DATA LINES:
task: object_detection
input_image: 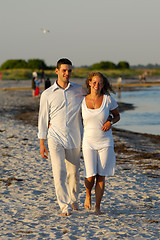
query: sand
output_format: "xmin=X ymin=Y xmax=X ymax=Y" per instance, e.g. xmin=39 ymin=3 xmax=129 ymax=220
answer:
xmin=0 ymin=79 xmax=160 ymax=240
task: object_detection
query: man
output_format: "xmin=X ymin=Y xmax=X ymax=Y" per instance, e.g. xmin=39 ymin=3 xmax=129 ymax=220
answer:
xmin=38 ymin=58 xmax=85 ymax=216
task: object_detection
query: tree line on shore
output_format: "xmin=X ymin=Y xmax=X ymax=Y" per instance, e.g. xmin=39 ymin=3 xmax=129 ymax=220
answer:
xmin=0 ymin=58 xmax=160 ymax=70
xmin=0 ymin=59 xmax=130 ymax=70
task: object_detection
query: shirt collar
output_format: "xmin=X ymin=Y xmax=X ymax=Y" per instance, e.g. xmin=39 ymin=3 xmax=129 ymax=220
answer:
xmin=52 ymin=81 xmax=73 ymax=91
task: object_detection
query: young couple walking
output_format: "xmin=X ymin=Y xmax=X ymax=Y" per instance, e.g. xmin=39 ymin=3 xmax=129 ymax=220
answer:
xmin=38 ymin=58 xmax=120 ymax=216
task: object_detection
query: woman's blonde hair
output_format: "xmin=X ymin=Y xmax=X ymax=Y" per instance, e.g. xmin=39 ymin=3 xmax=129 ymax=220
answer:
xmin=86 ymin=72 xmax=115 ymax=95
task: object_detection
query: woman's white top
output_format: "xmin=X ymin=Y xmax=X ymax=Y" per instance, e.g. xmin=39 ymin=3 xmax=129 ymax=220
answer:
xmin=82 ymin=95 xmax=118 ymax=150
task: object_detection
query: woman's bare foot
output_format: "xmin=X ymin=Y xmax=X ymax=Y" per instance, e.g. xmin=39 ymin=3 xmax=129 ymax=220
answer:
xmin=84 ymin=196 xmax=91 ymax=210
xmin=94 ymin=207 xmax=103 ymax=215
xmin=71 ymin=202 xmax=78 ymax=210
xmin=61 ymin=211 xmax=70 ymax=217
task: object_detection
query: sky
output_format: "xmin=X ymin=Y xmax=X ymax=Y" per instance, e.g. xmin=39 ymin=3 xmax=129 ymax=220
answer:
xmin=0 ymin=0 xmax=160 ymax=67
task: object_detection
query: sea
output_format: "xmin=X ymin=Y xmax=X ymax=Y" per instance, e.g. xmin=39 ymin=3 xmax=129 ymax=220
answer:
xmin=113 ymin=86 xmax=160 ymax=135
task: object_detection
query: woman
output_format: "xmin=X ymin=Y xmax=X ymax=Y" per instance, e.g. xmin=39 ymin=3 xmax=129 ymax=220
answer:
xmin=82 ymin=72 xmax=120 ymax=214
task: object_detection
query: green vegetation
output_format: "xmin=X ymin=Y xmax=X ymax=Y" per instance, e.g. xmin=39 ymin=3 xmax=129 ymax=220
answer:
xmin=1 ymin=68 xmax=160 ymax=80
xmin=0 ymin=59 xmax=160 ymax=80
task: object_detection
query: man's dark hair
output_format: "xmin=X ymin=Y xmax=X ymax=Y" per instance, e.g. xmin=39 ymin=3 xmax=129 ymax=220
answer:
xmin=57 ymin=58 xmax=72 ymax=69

...

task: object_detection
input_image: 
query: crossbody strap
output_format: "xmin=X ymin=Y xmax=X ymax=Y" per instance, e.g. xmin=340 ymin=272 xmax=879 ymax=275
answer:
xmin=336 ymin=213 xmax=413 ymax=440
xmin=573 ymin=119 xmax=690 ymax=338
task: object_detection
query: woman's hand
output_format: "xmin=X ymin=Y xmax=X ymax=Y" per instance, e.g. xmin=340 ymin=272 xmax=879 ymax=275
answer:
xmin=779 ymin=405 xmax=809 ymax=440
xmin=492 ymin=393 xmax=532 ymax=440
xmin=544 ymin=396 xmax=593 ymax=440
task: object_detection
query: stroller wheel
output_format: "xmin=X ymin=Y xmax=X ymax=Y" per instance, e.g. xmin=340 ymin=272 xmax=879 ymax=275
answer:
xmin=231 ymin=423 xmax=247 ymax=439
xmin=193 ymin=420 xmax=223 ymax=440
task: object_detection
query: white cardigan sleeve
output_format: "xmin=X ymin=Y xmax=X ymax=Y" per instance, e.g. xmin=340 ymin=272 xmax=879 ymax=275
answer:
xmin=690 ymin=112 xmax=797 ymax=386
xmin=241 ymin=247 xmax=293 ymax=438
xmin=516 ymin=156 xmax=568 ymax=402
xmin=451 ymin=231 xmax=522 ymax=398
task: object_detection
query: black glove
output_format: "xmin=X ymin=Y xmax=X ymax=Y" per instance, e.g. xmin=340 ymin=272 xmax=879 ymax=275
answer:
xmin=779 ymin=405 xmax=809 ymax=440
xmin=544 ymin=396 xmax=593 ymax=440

* * *

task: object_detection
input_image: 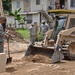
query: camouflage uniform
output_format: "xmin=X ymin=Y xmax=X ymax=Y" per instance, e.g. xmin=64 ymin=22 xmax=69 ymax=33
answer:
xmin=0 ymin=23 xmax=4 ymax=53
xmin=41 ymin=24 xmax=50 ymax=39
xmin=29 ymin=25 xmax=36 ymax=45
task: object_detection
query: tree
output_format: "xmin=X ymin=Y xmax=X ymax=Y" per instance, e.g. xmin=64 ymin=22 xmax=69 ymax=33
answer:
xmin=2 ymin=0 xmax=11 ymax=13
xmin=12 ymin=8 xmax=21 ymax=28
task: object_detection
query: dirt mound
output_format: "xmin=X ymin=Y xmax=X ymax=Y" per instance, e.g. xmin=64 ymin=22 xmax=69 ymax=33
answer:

AIM OF THE EXERCISE: Find each line in the material above that contains the string "woman" and copy those lines out.

RESULT BELOW:
query: woman's blonde hair
query: woman's white top
query: woman's bare foot
query: woman
query: woman's hand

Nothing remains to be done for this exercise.